Segment Open
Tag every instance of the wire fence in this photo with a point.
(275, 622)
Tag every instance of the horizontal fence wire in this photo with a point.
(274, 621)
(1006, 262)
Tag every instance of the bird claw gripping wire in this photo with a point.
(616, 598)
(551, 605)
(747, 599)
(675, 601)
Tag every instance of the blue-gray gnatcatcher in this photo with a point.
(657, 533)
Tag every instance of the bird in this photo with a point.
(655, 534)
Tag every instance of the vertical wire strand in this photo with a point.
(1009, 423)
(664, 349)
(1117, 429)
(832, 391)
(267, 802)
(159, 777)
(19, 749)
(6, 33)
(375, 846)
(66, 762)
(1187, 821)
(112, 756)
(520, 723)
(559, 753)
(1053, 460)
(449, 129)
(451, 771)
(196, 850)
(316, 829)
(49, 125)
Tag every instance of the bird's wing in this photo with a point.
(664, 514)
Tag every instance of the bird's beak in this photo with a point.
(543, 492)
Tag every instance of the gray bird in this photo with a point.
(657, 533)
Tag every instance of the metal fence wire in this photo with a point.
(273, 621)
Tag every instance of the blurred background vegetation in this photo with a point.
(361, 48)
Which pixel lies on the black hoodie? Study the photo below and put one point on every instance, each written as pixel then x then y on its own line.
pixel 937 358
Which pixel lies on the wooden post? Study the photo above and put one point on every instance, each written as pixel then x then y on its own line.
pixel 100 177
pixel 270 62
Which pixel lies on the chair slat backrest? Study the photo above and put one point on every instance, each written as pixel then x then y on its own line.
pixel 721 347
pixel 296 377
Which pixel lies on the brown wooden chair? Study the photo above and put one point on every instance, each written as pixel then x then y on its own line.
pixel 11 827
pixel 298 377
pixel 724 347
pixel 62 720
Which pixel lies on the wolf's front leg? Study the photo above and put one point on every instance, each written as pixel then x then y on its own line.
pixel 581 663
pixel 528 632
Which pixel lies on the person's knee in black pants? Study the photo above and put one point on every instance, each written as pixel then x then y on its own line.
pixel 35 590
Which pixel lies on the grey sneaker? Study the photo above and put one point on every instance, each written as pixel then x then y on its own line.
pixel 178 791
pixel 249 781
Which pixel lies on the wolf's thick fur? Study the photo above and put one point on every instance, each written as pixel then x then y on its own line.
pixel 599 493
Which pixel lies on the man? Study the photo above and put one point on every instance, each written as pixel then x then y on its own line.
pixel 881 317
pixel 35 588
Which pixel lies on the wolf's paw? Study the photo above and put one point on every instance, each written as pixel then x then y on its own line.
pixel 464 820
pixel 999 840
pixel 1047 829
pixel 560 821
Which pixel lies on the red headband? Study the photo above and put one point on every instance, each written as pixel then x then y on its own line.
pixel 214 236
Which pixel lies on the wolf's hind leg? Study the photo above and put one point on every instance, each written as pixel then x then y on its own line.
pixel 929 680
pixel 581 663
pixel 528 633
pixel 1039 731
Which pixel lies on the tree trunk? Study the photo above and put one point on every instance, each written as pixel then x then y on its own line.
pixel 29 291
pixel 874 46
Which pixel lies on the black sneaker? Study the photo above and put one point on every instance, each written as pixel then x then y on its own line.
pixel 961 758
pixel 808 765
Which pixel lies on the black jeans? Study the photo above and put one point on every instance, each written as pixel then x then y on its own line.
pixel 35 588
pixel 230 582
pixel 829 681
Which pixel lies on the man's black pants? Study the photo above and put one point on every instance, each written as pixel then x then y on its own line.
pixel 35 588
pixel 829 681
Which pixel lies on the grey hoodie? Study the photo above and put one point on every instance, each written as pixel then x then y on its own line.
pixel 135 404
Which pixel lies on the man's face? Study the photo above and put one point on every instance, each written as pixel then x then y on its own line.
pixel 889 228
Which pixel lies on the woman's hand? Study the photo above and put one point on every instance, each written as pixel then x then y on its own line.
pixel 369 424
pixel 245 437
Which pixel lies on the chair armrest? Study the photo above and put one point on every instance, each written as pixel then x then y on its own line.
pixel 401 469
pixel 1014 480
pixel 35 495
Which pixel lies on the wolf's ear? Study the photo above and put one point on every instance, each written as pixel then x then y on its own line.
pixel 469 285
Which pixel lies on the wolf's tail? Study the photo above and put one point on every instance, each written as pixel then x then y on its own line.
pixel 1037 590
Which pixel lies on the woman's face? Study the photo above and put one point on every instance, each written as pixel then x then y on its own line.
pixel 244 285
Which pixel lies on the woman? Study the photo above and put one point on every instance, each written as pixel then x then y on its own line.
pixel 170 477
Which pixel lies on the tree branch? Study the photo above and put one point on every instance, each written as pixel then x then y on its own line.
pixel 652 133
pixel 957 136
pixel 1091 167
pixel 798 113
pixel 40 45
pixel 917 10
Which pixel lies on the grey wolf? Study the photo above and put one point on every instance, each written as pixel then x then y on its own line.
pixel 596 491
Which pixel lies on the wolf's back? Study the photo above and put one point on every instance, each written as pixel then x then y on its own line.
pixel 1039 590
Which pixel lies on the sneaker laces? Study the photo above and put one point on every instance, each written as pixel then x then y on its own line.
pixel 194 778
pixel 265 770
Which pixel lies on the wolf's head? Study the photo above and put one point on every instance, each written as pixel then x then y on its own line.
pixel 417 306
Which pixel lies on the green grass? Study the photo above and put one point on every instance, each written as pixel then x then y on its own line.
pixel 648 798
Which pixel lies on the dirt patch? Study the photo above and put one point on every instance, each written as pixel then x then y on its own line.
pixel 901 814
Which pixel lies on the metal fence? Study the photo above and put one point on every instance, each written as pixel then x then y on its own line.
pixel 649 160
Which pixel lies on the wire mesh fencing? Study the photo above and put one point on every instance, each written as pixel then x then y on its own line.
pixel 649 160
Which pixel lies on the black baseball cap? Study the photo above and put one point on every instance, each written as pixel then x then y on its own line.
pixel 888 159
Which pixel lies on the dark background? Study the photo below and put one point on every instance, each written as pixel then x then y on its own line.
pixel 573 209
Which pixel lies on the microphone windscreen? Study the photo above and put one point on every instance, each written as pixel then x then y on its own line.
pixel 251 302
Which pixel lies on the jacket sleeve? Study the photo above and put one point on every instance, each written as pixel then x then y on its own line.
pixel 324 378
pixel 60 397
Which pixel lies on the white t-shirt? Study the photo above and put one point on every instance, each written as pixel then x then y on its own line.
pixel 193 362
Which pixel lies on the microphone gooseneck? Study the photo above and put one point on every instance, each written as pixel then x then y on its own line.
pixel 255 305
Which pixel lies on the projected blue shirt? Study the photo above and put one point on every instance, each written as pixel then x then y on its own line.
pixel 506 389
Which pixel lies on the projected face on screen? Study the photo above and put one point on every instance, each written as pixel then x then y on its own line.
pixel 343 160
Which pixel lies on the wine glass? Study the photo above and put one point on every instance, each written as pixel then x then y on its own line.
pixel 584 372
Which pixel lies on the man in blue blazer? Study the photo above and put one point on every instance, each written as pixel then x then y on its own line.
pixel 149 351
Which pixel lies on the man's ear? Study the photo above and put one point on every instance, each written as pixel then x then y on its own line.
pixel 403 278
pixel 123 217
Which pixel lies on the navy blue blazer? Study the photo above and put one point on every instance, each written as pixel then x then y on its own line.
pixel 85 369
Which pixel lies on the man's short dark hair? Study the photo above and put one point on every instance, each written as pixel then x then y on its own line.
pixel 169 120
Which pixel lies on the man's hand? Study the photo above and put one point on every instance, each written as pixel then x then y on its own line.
Segment Closed
### Exercise
Copy the full listing verbatim.

### Result below
Tag every instance of the wire fence in this photo with a point.
(275, 622)
Tag every instance of the horizontal fence wire in this photo with a point.
(274, 621)
(1006, 262)
Tag every instance of the bird claw gripping wire in this photo with a point.
(616, 598)
(551, 605)
(747, 599)
(675, 601)
Tag every instance of the blue-gray gnatcatcher in this photo with a point.
(657, 533)
Tag every instance of the bird in this photo with a point.
(655, 534)
Tag every instance of the vertical wire strand in this photo with a point.
(1009, 423)
(664, 349)
(1117, 429)
(832, 391)
(267, 802)
(159, 777)
(19, 749)
(6, 33)
(375, 846)
(66, 762)
(1187, 821)
(112, 756)
(520, 723)
(559, 753)
(1053, 460)
(449, 129)
(451, 771)
(196, 850)
(316, 829)
(49, 125)
Tag every instance of the bird's wing in this photo with a point.
(664, 514)
Tag every instance of the bird's beak in this photo with a point.
(543, 492)
Tag every instance of the gray bird in this photo with a point.
(657, 533)
Tag every instance of the metal fence wire in this photo with a point.
(273, 621)
Tag every instance of the blurred background vegetation in this photo with a point.
(361, 48)
Which pixel lies on the black hoodie? Study the photo below and put one point on every instance, each written as pixel then x then y on its own line.
pixel 937 358
Which pixel lies on the wooden post? Study the photo above and put one point on every instance, each written as pixel then x then y on its own line.
pixel 100 177
pixel 270 62
Which pixel lies on the chair slat backrest? Study the photo above and put one point on every instance, each written as pixel then x then y on its own line.
pixel 721 347
pixel 296 377
Which pixel lies on the brown wooden chair? Study the photo above and put one point on every instance, each written as pixel then x then y on its own line.
pixel 11 827
pixel 298 377
pixel 724 347
pixel 62 720
Which pixel lies on the wolf's front leg? Study the photo above and put one point on every instance, each written as pixel then x then y on its own line.
pixel 581 663
pixel 528 632
Which pixel lies on the person's knee in black pants? Study the photo above and put one point on every instance, each written as pixel then x then y on its own line.
pixel 35 590
Which pixel lies on the grey sneaker? Study the photo above and put one point on every instance, each written as pixel then x then y on its own line.
pixel 178 791
pixel 249 781
Which pixel lies on the wolf's thick fur? Study the photo above and put one point on every instance, each written as pixel then x then y on its own line.
pixel 599 493
Which pixel lies on the man? Study the photo above and put one point on every instance, each written as pixel then x then y on its own line.
pixel 881 317
pixel 35 588
Which pixel lies on the wolf's paw? Study the photo above and put one point on every instance, each written as pixel then x then y on its own line.
pixel 464 820
pixel 999 840
pixel 1047 829
pixel 560 821
Which pixel lies on the red headband? Study the photo above and put one point on every instance, each written as pixel then x then y on its own line.
pixel 214 236
Which pixel lies on the wolf's hind leg? Study the photo above and put one point on every instance, each written as pixel then x then y on its own line.
pixel 929 680
pixel 581 663
pixel 528 633
pixel 1039 731
Which pixel lies on the tree trunk? Study the photo above and put one point on every instance, each written as pixel then x then y on its own line.
pixel 29 291
pixel 874 46
Which pixel lies on the black sneaker? Study the photo above and put one point on every instance, each written as pixel then x then y on its own line.
pixel 961 758
pixel 808 765
Which pixel lies on the black jeans? Study the photo above and put one point on every instance, each written as pixel then x then y on its own line.
pixel 35 588
pixel 230 582
pixel 829 681
Which pixel lies on the man's black pants? Study the photo above and put one point on every instance, each written as pixel then x then y on its own line.
pixel 35 588
pixel 829 681
Which pixel lies on the grey hoodie? Study the photo above and put one point on every instance, each written as pixel then x then y on its own line.
pixel 135 404
Which pixel lies on the man's face? Study the photo above and put one point on every instance, each written as pixel then x then y on its own line.
pixel 889 228
Which pixel lies on the woman's hand? Study the photo above and put one point on every instance, each written as pixel then x then y on its own line.
pixel 369 424
pixel 245 437
Which pixel lies on the chair armrest? Study the photo above and put one point on every instance, each written as pixel then x then y on its own line.
pixel 401 469
pixel 1014 480
pixel 35 495
Which pixel lies on the wolf's ear? Study the photo above and put one point on every instance, each written as pixel then x then y on its own line.
pixel 469 285
Which pixel lies on the wolf's tail? Study the photo above and put one point on every instance, each written as pixel then x then y on its own line.
pixel 1037 590
Which pixel lies on the woman's face? Study the photo above and put one point on every instance, each written as pixel then x then y on its own line.
pixel 244 285
Which pixel lies on the woman? Study the photo above and put one point on every instance, each written as pixel then x then y on its own line.
pixel 170 477
Which pixel lies on the tree branch? Study the photo above and put one point on every instance, each written as pixel then x then y on its own line.
pixel 652 133
pixel 957 136
pixel 1091 167
pixel 798 113
pixel 40 45
pixel 917 10
Which pixel lies on the grey wolf? Study the photo above and put one point on every instance, each written as pixel then x then y on its own line.
pixel 596 491
Which pixel lies on the wolf's back? Study the photo above and put one point on every instance, each written as pixel then x then y on its own line.
pixel 1039 590
Which pixel lies on the sneaker laces? Study the photo above and put one point on every instance, each written as pixel then x then y on its own line.
pixel 194 778
pixel 265 770
Which pixel lies on the wolf's head? Study the photo above and put one point on every instance, each written as pixel then x then y on its own line.
pixel 417 306
Which pixel lies on the green grass? Study the photo above and put one point on every instance, each written as pixel then x then y on its own line.
pixel 648 798
Which pixel lies on the dirt patch? Study the photo above and put one point on every instance, each written as pixel then x then y on its own line.
pixel 901 814
Which pixel lies on the metal fence? Study the photo above and put one point on every instance, each written as pixel then x then y on its own line.
pixel 649 160
Which pixel lies on the wire mesh fencing? Study the photo above and put one point on every instance, each written as pixel then x then y on its own line.
pixel 649 160
Which pixel lies on the black baseball cap? Study the photo above and put one point on every instance, each written as pixel then x then y on its own line.
pixel 888 159
Which pixel lies on the dark background? Study the photo below and put one point on every instance, each written as pixel then x then y on its own line.
pixel 573 209
Which pixel lies on the microphone windscreen? Study the photo above and put one point on every instance, each written as pixel then x then y on its own line.
pixel 251 302
Which pixel lies on the jacket sleeve? Study the photo above and put one point on every instance, each written as pixel then x then y on its own line.
pixel 324 378
pixel 60 397
Which pixel lies on the white t-shirt? Study the photo above and put one point on every instance, each written as pixel then x then y on its own line.
pixel 193 362
Which pixel lies on the microphone gooseneck? Study the photo above and put one point on every instance, each written as pixel then x then y on its own line.
pixel 255 305
Which pixel lies on the projected blue shirt? Study the photo above and put one point on every instance, each written as pixel then x then y on its own line.
pixel 506 389
Which pixel lies on the projected face on screen? Study the photo above and put one point on every instance, each written as pixel then x then y on its own line.
pixel 343 160
Which pixel lies on the wine glass? Study the photo above and put one point on every instance, each written as pixel then x then y on its own line.
pixel 584 372
Which pixel lies on the man in blue blazer? Study the photo above and put one point on every instance, each written as pixel then x then y on its own line.
pixel 149 351
Which pixel lies on the man's ear? Study the photo above and put one point on every instance, each written as pixel then x then y on its own line.
pixel 403 278
pixel 123 217
Which pixel lies on the navy blue blazer? Study the photo above and put one point on every instance, each written as pixel then x then y on its own line.
pixel 85 369
Which pixel lies on the man's short dark hair? Study the photo above and put one point on every instance, each written as pixel then x then y on its own line.
pixel 169 120
Which pixel lies on the man's hand? Study the photo above and put one point on every instance, each written as pixel then x then y on its own line.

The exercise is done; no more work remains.